● Istruzioni del compito:
Filtra i record, per favore, e ricopia ogni riga che contiene la parola "grey".

● Dati di origine:
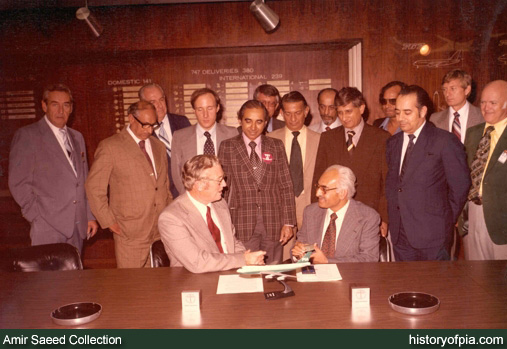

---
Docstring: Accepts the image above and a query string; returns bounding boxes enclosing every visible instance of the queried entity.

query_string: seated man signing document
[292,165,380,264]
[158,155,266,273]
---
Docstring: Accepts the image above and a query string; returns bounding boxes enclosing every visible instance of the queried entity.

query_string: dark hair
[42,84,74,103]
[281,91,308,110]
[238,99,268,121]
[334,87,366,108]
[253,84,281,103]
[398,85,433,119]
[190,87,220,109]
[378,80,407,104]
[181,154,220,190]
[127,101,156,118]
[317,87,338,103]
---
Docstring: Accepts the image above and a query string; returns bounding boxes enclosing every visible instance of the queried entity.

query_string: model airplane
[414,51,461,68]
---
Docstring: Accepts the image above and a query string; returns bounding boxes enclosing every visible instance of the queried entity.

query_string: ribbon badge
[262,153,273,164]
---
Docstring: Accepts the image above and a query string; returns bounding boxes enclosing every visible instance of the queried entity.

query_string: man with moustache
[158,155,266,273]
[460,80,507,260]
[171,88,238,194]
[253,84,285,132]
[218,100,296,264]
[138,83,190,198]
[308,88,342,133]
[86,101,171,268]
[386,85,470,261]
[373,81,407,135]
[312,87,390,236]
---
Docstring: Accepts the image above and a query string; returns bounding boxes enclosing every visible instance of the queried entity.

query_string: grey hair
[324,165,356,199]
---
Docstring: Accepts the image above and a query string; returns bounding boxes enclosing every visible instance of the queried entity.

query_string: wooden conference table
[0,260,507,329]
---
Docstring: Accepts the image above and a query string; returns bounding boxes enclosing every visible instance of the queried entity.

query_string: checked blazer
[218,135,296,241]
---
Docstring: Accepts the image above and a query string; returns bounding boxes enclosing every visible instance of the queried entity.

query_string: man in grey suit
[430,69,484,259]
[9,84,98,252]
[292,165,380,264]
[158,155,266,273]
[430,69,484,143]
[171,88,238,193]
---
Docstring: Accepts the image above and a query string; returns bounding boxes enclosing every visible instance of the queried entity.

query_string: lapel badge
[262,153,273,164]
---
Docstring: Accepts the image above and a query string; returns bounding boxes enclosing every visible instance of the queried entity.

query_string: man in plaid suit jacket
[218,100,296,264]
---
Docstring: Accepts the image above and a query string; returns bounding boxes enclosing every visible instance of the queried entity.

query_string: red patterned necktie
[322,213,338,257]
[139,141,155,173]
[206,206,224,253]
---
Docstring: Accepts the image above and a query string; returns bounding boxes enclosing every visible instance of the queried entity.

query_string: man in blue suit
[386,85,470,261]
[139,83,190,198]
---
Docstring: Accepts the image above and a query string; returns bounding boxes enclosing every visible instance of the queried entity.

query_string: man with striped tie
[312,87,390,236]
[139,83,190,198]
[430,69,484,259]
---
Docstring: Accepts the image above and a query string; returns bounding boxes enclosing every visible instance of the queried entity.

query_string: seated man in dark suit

● Risultato del compito:
query_string: grey hair
query_string: man in grey suit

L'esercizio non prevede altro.